> _Assignment 1_: In the Florence passage, which branch of the Medici family is Ottaviano de Medici di Toscana from?
> _Assignment 2_: Pick up the Florence passage after its final sentence and keep writing it.

> _Provided passage_:
_ _ _ _ _

Florence is being eroded (and has been for a good long time) by poor management of visitors’ flow, patchy maintenance of its historic buildings and most of all, loss of cultural identity through series of initiatives that have turned some of its famous landmarks into nothing more than entertainment space.
I heard it, in some detail, from the man who has made it his mission to save the great city.
This of course is not just any man – for Ottaviano de Medici di Toscana, a descendent of the ducal family that made Florence the cultural and artistic centre of the world, this is virtually a crusade of noblesse oblige.
It is of course the Medicis who were also instrumental in preserving the many priceless Florentine treasures we are able to enjoy today – across the generations and often against all odds, through tenacity and the fine-tuned diplomatic manoeuvring their name has become synonymous with.
This scion of the Neapolitan branch of the family is determined, smart, cultured and supremely skilled in the art of, well… being a Medici.
For those who need a history refresher, here is a brief footnote: The Medici family controlled Florence throughout much of the Renaissance and played a large part in the patronage of the arts and the political development of the city. They supported the arts, commissioned the building of imposing cathedrals, and then, some of the best artists at the time to decorate them.

_ _ _ _ _

Extracted records:
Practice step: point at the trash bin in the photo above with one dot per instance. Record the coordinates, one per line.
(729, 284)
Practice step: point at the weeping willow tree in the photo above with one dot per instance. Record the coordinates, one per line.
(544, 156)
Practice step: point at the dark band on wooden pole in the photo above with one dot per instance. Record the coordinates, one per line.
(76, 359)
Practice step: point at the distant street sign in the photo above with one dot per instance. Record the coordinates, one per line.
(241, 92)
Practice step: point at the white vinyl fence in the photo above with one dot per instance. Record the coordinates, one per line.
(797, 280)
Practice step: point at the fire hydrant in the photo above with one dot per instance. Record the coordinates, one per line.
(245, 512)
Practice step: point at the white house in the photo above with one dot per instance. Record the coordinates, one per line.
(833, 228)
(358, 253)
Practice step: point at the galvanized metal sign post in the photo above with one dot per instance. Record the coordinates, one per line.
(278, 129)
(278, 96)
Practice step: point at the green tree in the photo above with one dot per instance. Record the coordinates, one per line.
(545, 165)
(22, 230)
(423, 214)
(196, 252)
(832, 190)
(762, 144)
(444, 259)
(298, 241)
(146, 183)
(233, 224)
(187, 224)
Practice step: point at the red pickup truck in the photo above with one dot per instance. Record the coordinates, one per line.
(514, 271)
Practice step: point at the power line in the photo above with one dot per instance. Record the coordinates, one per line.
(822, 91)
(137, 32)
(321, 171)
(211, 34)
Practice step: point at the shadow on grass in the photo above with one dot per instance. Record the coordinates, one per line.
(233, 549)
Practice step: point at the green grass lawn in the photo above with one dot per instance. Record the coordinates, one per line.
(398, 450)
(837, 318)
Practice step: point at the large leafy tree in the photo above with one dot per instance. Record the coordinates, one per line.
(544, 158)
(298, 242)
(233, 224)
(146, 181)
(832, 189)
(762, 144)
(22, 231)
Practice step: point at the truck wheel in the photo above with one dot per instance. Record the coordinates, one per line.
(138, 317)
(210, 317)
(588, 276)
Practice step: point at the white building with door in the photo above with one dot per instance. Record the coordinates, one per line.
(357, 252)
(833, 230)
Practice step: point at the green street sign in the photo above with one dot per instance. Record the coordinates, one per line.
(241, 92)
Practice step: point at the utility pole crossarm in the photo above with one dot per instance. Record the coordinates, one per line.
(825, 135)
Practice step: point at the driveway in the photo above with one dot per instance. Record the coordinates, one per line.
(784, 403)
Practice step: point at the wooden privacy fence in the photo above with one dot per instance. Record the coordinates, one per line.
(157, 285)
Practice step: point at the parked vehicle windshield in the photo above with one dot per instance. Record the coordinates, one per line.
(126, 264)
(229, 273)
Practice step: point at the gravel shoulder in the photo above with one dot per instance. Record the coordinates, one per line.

_ _ _ _ _

> _Exercise output 1_: The Neapolitan branch.

> _Exercise output 2_:
Florence was known as the centre of the Renaissance and great thinkers and artists were attracted to it by the reputation of its rulers. Under Lorenzo de Medici, known as ‘Il Magnifico Lorenzo’, Florence became the most important city-state in Italy and the most beautiful city in all of Europe. However, Lorenzo neglected the family business to the point where the Medicis were forced to flee Florence two years after his death.
What is less known is that the Florentine collections have remained in place primarily because of Anna Maria Luisa de Medici’s shrewdness: in 1737, she granted the Medici art collections to the next rulers, the House of Hapsburg-Lorraine, on condition that “nothing from them be transported or removed from the Capital or the State of the Grand Duchy,” where they should remain “for the ornament of the State, the utility of the Public, and to attract the curiosity of Foreigners.”
These legally binding terms have been invoked ever since, to return looted art to Florence and Tuscany. Fast-forward to present day…
The Uffizi and Palazzo Vecchio have perpetual queues waiting to “do the sites” – these are cruise ship tourists, being delivered by busloads; day visitors, art students and art lovers, of course. For the most part, these people are neither aware of, nor perhaps even care much about the less famous but equally amazing buildings standing at virtually every corner of old Florence. Some have fallen into woeful disrepair; others are simply tucked away from the main tourist and shopping artery.
This, de Medici says, has created a great deal of hardship and even the demise of traditional artisans who pay high rents to be there, yet get no foot traffic if their shops are in an alley off the main street. The man who would save Florence has not put a foot wrong since creating the Association for saving Florence. He has used the fine diplomacy his ancestors were noted for to get the ear of UNESCO by submitting a damning report on the failures of local government to preserve the national heritage.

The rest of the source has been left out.